→ ACTIVITY:
Decide whether each statement below agrees with the course notes on massive parallel processing, answering yes or no and quoting the deciding words of the notes exactly. (a) The authors guarantee that the summary content is accurate and complete. (b) The work is licensed under a Creative Commons Attribution 4.0 International License. (c) The personal note is adapted from Professor Ghislain Fourny.

→ PASSAGE TO READ:

263-3010-00: Big Data
Section 8
Massive Parallel Processing
Swiss Federal Institute of Technology Zurich
Eidgenössische Technische Hochschule Zürich
Last Edit Date: 11/05/2024
Disclaimer and Term of Use:
We do not guarantee the accuracy and completeness of the summary content. Some of the course material may not be included, and some of the content in the summary may not be correct. You should use this file properly and legally. We are not responsible for any results from using this file
This personal note is adapted from Professor Ghislain Fourny. Please contact us to delete this file if you think your rights have been violated.
This work is licensed under a Creative Commons Attribution 4.0 International License.
Now that we know how and where to store datasets; and we know how to model nested, heterogeneous datasets; and we know how to validate them; and we know how to build data frames (when applicable); and we know how they can be stored in various optimized binary formats, it is tome to finally move on to the truly awesome part of Big Data: actually processing gigantic amout of data.

→ LISTED ENTRIES:

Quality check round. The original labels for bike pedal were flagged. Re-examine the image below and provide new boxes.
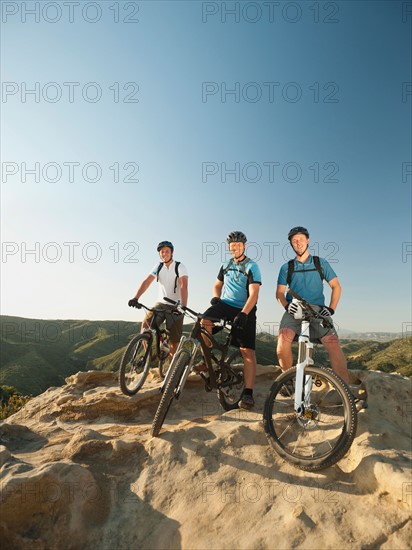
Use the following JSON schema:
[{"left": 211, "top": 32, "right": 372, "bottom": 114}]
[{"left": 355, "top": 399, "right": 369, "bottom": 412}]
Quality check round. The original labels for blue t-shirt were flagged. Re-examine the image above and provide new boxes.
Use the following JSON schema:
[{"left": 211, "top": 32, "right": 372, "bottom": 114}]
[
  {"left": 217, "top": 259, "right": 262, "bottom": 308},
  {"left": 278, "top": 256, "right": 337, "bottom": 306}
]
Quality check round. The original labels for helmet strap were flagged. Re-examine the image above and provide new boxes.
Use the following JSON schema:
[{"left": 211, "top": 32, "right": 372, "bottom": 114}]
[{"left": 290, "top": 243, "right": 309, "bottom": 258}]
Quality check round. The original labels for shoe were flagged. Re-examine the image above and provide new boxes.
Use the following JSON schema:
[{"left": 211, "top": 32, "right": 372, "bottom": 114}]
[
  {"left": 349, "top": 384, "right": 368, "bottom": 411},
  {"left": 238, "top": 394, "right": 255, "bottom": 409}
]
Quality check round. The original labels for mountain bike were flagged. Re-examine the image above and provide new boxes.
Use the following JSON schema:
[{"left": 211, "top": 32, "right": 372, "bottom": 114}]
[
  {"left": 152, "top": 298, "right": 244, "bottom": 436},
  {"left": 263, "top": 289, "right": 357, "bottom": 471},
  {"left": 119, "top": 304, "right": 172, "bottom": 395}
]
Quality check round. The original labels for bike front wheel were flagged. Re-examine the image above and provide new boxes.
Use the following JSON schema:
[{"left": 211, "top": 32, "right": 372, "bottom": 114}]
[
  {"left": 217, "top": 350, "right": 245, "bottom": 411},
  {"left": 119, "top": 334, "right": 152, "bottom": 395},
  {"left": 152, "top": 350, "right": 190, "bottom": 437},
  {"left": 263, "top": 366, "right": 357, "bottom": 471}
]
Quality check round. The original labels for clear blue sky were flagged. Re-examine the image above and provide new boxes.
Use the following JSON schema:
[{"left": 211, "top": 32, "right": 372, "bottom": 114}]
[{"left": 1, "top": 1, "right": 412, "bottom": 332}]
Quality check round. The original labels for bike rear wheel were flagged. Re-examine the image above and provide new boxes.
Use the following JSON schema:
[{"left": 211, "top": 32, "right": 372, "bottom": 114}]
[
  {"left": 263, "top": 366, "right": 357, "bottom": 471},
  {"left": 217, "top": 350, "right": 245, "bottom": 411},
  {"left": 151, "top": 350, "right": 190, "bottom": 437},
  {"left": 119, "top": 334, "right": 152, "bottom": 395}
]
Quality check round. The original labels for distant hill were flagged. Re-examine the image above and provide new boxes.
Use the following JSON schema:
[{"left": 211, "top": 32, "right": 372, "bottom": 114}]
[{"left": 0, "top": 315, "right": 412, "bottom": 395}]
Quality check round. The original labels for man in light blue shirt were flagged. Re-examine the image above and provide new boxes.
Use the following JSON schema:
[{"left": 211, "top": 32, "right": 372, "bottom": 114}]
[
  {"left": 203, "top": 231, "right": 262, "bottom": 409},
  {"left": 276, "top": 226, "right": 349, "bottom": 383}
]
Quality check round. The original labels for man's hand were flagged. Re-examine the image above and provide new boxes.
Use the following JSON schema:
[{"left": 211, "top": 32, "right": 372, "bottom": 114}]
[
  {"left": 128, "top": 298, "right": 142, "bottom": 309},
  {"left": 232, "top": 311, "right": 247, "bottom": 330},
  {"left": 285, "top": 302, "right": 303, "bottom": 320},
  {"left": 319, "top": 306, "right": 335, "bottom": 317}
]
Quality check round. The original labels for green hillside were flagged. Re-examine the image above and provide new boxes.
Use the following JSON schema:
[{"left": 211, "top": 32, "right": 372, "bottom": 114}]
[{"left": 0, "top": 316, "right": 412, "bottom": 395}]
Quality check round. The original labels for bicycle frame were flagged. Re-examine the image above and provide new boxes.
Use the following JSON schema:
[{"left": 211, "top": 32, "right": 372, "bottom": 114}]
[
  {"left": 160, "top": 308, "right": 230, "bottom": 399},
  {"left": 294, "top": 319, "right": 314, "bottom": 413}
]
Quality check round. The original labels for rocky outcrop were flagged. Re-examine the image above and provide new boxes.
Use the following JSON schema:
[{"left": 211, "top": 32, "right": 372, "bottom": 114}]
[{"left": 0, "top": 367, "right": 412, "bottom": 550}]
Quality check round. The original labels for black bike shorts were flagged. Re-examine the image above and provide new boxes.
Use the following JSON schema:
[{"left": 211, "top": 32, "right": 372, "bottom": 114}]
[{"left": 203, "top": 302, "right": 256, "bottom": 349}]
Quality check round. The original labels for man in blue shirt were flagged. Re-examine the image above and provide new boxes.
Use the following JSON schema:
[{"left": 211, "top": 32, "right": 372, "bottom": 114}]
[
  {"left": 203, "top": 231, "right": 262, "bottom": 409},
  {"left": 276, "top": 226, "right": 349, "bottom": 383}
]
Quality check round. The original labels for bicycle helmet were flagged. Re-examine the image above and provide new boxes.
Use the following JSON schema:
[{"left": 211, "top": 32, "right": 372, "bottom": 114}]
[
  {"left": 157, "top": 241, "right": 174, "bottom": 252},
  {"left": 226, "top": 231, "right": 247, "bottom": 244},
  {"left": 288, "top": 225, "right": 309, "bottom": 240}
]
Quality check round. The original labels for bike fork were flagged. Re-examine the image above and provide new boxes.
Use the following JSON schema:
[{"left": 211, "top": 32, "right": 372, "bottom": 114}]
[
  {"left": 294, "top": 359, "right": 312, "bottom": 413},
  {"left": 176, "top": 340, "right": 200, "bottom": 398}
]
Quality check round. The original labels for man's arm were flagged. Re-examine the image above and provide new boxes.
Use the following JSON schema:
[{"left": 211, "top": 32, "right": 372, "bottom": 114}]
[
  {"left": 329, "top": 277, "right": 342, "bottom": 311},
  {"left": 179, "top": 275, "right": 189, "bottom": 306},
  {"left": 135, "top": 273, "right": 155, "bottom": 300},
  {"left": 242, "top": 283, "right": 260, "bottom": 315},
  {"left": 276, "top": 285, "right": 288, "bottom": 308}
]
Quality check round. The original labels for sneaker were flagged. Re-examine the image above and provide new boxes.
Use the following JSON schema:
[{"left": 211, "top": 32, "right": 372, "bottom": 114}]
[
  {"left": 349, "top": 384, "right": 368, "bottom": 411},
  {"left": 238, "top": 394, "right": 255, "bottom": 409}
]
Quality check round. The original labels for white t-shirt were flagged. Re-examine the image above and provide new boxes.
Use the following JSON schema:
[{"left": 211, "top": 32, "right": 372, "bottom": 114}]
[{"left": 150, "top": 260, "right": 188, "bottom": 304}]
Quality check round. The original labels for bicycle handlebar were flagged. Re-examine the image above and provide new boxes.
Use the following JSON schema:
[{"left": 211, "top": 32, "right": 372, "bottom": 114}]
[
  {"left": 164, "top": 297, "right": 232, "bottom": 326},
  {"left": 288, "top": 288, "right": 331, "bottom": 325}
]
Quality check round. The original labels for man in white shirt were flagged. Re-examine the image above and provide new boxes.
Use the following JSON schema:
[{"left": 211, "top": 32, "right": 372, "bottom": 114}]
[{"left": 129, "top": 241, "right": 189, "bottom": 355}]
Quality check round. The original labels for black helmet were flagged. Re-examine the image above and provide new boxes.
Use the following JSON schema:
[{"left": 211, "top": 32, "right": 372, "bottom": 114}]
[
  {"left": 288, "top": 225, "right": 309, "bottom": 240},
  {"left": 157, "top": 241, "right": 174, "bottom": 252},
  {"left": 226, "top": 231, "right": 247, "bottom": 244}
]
==
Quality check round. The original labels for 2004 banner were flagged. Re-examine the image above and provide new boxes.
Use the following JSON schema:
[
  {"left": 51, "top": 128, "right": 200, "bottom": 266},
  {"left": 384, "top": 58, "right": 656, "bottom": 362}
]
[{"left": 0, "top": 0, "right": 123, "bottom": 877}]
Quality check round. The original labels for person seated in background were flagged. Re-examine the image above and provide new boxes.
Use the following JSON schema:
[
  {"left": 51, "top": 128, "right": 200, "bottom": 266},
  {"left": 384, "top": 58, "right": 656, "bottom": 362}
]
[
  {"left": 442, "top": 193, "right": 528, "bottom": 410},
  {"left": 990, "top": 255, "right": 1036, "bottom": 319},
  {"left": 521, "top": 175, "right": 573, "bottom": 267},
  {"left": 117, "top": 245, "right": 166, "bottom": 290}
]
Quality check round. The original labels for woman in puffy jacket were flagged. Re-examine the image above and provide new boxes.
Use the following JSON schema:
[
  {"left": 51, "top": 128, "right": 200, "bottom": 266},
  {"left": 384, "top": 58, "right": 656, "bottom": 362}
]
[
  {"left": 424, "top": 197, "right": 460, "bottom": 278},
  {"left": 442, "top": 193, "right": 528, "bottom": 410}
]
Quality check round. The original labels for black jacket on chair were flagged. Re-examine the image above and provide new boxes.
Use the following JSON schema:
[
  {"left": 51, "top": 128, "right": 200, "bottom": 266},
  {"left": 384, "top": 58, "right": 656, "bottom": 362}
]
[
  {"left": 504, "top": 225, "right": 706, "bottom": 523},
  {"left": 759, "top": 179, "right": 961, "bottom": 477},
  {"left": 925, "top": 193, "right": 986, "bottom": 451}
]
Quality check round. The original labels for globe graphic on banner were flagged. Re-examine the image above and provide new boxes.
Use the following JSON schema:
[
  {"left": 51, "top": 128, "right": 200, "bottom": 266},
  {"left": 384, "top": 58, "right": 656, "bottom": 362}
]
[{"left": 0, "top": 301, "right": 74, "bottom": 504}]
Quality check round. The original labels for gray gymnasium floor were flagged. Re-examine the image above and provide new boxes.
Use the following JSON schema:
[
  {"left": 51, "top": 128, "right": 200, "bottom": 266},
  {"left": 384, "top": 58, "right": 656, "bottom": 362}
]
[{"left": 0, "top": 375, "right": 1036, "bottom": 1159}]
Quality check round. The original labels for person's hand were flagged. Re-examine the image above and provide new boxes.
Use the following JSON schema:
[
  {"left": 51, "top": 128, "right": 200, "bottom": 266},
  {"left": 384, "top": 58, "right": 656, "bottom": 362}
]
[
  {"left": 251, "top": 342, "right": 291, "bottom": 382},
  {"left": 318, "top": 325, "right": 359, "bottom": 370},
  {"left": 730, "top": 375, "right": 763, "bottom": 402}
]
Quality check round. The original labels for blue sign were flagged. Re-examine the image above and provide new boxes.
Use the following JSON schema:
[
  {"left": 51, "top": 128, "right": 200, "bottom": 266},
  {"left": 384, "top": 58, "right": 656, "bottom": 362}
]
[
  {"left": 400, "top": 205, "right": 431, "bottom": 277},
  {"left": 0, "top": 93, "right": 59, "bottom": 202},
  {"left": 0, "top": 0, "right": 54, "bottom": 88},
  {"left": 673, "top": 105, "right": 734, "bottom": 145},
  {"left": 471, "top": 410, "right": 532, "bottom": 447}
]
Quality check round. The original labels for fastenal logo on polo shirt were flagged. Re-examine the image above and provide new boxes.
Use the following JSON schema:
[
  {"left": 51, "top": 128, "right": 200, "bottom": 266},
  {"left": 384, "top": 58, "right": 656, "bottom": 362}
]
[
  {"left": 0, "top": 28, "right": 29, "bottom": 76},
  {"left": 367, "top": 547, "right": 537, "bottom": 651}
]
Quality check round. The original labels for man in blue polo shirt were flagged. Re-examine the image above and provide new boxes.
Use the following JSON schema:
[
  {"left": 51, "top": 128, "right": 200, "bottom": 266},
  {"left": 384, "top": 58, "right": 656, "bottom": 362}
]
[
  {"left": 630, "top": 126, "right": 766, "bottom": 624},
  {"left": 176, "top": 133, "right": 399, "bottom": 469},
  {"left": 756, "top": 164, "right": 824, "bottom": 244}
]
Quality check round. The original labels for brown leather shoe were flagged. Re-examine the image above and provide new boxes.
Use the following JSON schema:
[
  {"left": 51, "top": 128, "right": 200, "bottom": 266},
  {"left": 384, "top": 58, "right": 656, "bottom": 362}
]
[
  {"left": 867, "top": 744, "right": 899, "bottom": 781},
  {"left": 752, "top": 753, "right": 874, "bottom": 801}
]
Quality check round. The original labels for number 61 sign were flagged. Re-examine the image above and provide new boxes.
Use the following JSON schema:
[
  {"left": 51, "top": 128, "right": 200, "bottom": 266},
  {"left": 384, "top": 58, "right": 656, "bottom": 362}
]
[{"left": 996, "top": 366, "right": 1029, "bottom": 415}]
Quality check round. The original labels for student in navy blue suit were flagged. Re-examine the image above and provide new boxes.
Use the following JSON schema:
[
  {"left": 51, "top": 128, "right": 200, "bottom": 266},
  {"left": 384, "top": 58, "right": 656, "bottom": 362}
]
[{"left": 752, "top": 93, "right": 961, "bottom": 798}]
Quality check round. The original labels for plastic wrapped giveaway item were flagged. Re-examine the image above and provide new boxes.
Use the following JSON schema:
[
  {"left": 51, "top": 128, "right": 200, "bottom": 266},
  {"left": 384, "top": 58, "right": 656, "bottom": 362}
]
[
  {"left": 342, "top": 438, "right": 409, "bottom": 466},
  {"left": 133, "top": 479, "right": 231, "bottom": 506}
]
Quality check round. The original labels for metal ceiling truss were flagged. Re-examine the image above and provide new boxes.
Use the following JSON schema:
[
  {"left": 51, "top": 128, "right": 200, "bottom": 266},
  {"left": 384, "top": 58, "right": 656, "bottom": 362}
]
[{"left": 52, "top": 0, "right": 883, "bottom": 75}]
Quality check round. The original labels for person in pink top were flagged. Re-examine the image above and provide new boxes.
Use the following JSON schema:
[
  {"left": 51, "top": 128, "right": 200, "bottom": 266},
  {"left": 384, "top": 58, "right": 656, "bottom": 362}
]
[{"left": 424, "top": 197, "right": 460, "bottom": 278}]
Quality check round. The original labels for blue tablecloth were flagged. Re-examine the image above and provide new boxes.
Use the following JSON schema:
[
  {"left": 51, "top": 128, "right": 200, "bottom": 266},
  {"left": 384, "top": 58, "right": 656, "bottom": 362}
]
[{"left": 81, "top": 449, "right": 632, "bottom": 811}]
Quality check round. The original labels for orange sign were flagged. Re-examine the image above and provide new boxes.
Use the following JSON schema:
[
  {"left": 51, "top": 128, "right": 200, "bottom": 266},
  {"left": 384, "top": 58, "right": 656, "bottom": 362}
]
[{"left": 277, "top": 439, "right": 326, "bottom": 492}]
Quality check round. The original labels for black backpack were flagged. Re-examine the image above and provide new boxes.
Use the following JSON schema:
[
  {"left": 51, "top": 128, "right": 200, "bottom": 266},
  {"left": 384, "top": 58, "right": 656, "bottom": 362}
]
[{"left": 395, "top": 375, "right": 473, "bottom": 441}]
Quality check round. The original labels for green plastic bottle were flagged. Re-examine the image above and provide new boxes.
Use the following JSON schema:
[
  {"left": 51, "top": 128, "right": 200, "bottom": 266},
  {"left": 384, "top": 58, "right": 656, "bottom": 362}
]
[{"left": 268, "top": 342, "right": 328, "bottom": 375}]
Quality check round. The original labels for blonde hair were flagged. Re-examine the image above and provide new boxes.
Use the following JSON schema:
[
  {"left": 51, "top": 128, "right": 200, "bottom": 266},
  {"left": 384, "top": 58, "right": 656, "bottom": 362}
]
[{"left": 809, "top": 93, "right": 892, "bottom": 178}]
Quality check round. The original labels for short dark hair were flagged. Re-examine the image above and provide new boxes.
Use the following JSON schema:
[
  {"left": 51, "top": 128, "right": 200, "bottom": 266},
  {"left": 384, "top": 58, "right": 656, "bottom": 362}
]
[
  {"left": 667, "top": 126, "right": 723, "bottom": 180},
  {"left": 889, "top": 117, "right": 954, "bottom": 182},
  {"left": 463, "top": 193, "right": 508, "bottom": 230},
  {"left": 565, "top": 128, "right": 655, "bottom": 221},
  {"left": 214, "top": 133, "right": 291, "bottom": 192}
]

→ RESULT BELOW:
(a) No: "We do not guarantee the accuracy and completeness of the summary content."
(b) Yes: "This work is licensed under a Creative Commons Attribution 4.0 International License."
(c) Yes: "This personal note is adapted from Professor Ghislain Fourny."